- **Goal**
Give the listing again in full, exactly as written.

- **Entries supplied**

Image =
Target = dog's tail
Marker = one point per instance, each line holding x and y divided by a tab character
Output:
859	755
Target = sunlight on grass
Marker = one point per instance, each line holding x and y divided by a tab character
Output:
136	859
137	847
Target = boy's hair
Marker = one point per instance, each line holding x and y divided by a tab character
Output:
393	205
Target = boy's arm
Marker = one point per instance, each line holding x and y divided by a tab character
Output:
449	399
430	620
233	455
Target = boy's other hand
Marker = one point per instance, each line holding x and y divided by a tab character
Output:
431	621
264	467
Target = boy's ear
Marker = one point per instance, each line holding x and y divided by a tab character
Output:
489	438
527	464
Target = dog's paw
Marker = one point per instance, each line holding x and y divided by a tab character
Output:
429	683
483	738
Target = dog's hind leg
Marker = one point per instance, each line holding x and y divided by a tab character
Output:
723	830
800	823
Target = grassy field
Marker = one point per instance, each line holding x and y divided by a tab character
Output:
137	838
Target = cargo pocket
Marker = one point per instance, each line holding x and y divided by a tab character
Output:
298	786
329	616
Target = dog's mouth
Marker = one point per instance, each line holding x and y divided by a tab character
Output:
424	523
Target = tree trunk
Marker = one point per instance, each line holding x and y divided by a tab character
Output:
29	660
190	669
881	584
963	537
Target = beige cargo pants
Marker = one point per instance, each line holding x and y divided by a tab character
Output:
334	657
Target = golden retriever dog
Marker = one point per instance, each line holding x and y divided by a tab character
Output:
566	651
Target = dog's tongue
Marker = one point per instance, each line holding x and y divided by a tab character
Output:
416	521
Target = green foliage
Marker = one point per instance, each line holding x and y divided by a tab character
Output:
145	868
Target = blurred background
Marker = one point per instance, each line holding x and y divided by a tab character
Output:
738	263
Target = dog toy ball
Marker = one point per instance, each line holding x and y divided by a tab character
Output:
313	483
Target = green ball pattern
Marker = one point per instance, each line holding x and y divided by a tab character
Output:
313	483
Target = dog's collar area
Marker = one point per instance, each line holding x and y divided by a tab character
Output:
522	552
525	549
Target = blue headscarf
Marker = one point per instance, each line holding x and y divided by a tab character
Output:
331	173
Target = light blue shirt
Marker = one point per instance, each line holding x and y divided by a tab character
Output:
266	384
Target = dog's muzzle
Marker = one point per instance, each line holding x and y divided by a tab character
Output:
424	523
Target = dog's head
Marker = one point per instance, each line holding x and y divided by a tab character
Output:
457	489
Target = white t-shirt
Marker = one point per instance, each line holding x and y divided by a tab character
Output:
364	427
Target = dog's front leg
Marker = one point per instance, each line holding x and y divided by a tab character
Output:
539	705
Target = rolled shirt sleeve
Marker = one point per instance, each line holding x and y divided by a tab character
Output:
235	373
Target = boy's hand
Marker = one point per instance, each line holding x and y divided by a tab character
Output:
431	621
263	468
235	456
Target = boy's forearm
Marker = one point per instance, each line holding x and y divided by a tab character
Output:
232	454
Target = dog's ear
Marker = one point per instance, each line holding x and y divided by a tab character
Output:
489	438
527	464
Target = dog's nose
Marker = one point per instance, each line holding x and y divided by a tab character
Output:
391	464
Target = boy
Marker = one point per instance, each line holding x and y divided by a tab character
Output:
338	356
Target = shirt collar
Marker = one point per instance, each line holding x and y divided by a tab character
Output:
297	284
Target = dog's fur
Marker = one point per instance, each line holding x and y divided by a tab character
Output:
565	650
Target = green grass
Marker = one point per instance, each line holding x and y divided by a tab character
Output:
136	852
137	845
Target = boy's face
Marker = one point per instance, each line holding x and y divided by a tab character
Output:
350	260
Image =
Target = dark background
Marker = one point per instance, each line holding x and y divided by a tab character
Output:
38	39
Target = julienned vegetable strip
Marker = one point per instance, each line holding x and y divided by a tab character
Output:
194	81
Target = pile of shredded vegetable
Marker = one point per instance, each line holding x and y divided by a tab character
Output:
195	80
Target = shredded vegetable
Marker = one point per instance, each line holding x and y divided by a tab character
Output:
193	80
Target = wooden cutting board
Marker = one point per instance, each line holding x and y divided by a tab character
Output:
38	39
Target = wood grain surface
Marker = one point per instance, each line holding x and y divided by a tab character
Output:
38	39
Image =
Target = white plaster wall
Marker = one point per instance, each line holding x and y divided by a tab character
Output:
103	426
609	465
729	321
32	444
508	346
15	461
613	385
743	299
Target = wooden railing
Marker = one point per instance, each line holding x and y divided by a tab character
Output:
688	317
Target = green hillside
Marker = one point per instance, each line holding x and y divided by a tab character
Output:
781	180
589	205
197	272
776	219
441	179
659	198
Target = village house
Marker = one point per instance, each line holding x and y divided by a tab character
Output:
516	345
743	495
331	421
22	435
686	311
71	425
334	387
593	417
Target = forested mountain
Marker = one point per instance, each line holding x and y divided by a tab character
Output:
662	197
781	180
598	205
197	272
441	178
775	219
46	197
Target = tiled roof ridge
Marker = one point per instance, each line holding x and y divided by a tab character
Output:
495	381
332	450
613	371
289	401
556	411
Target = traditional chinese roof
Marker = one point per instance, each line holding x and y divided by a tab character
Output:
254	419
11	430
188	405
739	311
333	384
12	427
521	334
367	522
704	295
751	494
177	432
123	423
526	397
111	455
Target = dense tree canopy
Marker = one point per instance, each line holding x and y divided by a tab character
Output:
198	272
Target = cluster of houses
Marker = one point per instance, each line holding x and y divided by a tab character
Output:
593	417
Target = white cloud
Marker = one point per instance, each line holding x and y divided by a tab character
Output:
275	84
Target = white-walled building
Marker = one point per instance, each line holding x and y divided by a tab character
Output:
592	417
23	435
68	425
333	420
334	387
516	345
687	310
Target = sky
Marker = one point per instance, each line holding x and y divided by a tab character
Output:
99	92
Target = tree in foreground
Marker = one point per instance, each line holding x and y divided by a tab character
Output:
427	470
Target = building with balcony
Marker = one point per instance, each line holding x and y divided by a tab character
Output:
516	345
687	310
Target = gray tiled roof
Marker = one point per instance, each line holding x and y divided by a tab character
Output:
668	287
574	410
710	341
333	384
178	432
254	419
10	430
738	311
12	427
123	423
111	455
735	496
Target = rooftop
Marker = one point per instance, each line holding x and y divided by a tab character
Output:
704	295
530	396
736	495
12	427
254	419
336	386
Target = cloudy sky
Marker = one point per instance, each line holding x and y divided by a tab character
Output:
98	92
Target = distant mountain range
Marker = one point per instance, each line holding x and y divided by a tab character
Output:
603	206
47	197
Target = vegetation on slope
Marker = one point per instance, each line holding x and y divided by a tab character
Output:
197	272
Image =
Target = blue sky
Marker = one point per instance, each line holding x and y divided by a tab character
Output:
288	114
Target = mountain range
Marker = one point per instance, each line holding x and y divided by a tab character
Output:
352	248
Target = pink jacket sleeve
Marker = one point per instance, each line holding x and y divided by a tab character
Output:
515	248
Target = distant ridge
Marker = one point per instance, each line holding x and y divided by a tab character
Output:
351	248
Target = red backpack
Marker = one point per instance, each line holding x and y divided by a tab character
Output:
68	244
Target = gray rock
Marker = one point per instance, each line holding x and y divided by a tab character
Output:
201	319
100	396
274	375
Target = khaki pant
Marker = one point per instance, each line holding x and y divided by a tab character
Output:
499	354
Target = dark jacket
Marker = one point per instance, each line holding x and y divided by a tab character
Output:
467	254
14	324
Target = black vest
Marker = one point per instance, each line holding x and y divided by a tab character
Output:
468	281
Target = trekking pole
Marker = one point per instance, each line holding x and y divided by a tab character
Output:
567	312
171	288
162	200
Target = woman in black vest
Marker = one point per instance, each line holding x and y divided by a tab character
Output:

- **The reply**
Image =
Target = dog's tail
Marker = one point per instance, each line holding x and y divided by a tab character
Output:
859	755
Target = sunlight on grass
Marker = one point per instance, each line holding x and y divided by a tab character
Output:
136	859
137	847
Target = boy's hair
Marker = one point per instance, each line holding x and y divided by a tab character
Output:
393	205
Target = boy's arm
Marker = one point per instance, each line holding x and y divided by a tab character
Output:
449	399
430	620
233	455
Target = boy's other hand
Marker = one point per instance, each line holding x and y divided by a tab character
Output:
431	621
264	467
Target = boy's ear
Marker = one point per instance, each line holding x and y divided by a tab character
Output:
489	438
527	464
Target = dog's paw
Marker = one point per instance, each line holding x and y divided by a tab character
Output:
429	683
483	738
Target = dog's hind leg
Marker = one point per instance, each line holding x and y divided by a tab character
Output:
723	830
800	823
Target = grassy field
Marker = one point per instance, each line holding x and y divided by a tab character
Output:
137	838
Target = cargo pocket
Marker = one point per instance, each line holding x and y divided by a tab character
Output:
298	786
329	616
Target = dog's mouth
Marker = one point per instance, each line holding x and y divided by a tab character
Output:
424	523
Target = tree trunk
Marker = one point per instance, each line holding x and y divided by a tab character
Output:
29	660
190	669
881	584
963	537
Target = beige cargo pants
Marker = one point per instance, each line holding x and y divided by a tab character
Output:
334	657
Target = golden retriever dog
Marker = one point per instance, each line holding x and y divided by a tab character
Output:
566	651
Target = dog's tongue
Marker = one point per instance, each line holding x and y divided by a tab character
Output:
416	521
Target = green foliage
Marker = one point per instance, each line holding x and y divided by a tab character
Output:
145	868
Target = blurred background
Marker = one point per instance, each line holding x and y divided by a tab character
Output:
738	263
Target = dog toy ball
Marker = one point per instance, each line holding x and y divided by a tab character
Output:
313	483
Target = green ball pattern
Marker = one point per instance, each line holding x and y divided by a tab character
Output:
313	483
Target = dog's collar area
Marker = one point per instance, each line holding x and y divided by a tab character
Output:
522	552
525	549
Target = blue headscarf
Marker = one point per instance, each line holding x and y divided by a tab character
Output:
331	173
Target = light blue shirt
Marker = one point per instance, each line holding x and y divided by a tab character
Output:
266	384
Target = dog's muzzle
Marker = one point per instance, each line holding x and y divided by a tab character
Output:
424	523
Target = dog's head
Marker = one point per instance, each line holding x and y divided by a tab character
Output:
457	489
Target = white t-shirt
Marker = one point per instance, each line holding x and y divided by a tab character
Output:
364	427
Target = dog's front leg
Marker = one point per instance, each line holding x and y divided by a tab character
Output:
539	705
Target = rolled shirt sleeve
Marker = one point per instance, each line holding x and y divided by a tab character
Output:
235	373
Target = boy's hand
Marker = one point per instance, each line holding x and y divided by a tab character
Output:
431	621
263	468
235	456
Target = boy's forearm
Marker = one point per instance, each line holding x and y divided by a tab character
Output:
232	454
Target = dog's ear
Marker = one point per instance, each line holding x and y divided by a tab character
Output:
489	438
527	464
Target = dog's nose
Marker = one point per instance, each line holding x and y divided by a tab character
Output:
391	464
Target = boy
Marker = one point per instance, each line holding x and y divided by a tab character
Output:
338	356
Target = shirt collar
Marker = one point per instance, each line holding x and y divided by a tab character
Output:
297	284
Target = dog's fur
Marker = one point per instance, each line holding x and y divided by a tab character
Output:
565	650
Target = green grass
Marker = one point per instance, each line holding x and y divided by a tab character
Output:
136	852
137	845
Target = boy's face
Marker = one point per instance, each line holding x and y divided by a tab character
Output:
350	260
Image =
Target = dark background
Marker = one point per instance, each line holding x and y divided by a tab character
Output:
38	39
Target = julienned vegetable strip
Marker = one point per instance, each line holding x and y divided by a tab character
Output:
194	81
Target = pile of shredded vegetable
Marker = one point per instance, each line holding x and y divided by a tab character
Output:
195	80
Target = shredded vegetable
Marker = one point per instance, each line holding x and y divided by a tab character
Output:
193	80
Target = wooden cutting board
Marker = one point per instance, each line holding x and y divided by a tab character
Output:
38	39
Target = wood grain surface
Marker = one point per instance, each line holding x and y divided by a tab character
Output:
38	39
Image =
Target = white plaster wall
Marker = one point per instance, each line holding x and y divided by a tab character
Output:
103	426
609	465
729	321
32	444
508	346
15	461
613	385
743	299
Target = wooden railing
Marker = one point per instance, each line holding x and y divided by a tab character
Output:
688	317
Target = green hillside
Marker = one point per instance, each line holding x and y divided by a tab character
Output:
781	180
589	205
197	272
776	219
441	179
659	198
Target = village house
Marker = one point per instance, each line holding x and y divided by a tab character
Output:
516	345
743	495
331	421
22	435
686	311
71	425
334	387
593	417
Target = forested mountain
Marker = one point per instance, each line holding x and y divided by a tab character
Output:
662	197
781	180
598	205
197	272
441	178
775	219
46	197
Target = tiled roof ridge
Marker = one point per instance, each line holding x and y divided by a tab character
Output:
495	381
332	450
613	371
289	401
556	411
Target = traditional chinese roof
Marker = one point per instance, each line holding x and y divided by a tab character
Output:
254	419
11	430
188	405
739	311
333	384
12	427
521	334
367	522
704	295
751	494
177	432
123	423
526	397
111	455
Target = dense tree canopy
Marker = one point per instance, each line holding x and y divided by a tab character
Output:
198	272
Target = cluster of houses
Marker = one point per instance, each line holding x and y divided by a tab character
Output:
593	417
Target = white cloud
Marker = one point per instance, each line holding x and y divided by a tab character
Output:
275	84
Target = white-walled building
Marker = one point per instance, each line holding x and y divided by a tab character
Output:
592	417
23	435
68	425
333	420
334	387
516	345
687	310
Target = sky
Marker = one point per instance, each line holding x and y divided by a tab character
Output:
99	92
Target = tree in foreground
Marker = one point per instance, each line holding x and y divided by a tab character
Output:
427	470
Target = building with balcony
Marker = one point per instance, each line holding x and y divided by a tab character
Output:
516	345
687	310
Target = gray tiled roof
Marker = one point per instance, each line holding x and y divided by a tab character
Output:
668	287
574	410
710	341
333	384
178	432
254	419
10	430
738	311
12	427
123	423
111	455
735	496
Target = rooftop
Marker = one point per instance, each line holding x and y divided by a tab character
Output:
704	295
530	396
736	495
12	427
254	419
336	386
Target = cloudy sky
Marker = one point per instance, each line holding x and y divided by a tab character
Output:
98	92
Target = distant mountain range
Marker = one point per instance, each line holding x and y divided by a tab character
Output:
603	206
47	197
Target = vegetation on slope
Marker = one point per instance, each line holding x and y divided by a tab character
Output:
197	272
Image =
Target = blue sky
Marker = one point per instance, each line holding x and y divided by a tab character
Output:
288	114
Target = mountain range
Marker = one point per instance, each line holding x and y divided by a tab character
Output:
352	248
Target = pink jacket sleeve
Marker = one point per instance, each line holding x and y divided by a tab character
Output:
515	248
Target = distant ridge
Marker = one point per instance, each line holding x and y divided by a tab character
Output:
351	248
Target = red backpack
Marker = one point per instance, each line holding x and y divided by a tab character
Output:
68	244
Target = gray rock
Marker = one point per instance, each line holding x and y divided by a tab character
Output:
201	319
100	396
274	375
Target = khaki pant
Marker = one point per instance, each line holding x and y divided by a tab character
Output:
499	354
Target = dark jacket
Marker = one point per instance, each line holding x and y divided by a tab character
Output:
467	254
14	324
Target = black vest
Marker = one point per instance, each line holding x and y divided by a tab character
Output:
468	281
Target = trekking pole
Marker = one point per instance, each line holding x and y divided by a tab character
Output:
567	312
171	288
162	200
Target = woman in black vest
Marker = one point per instance, each line holding x and y divided by a tab character
Output:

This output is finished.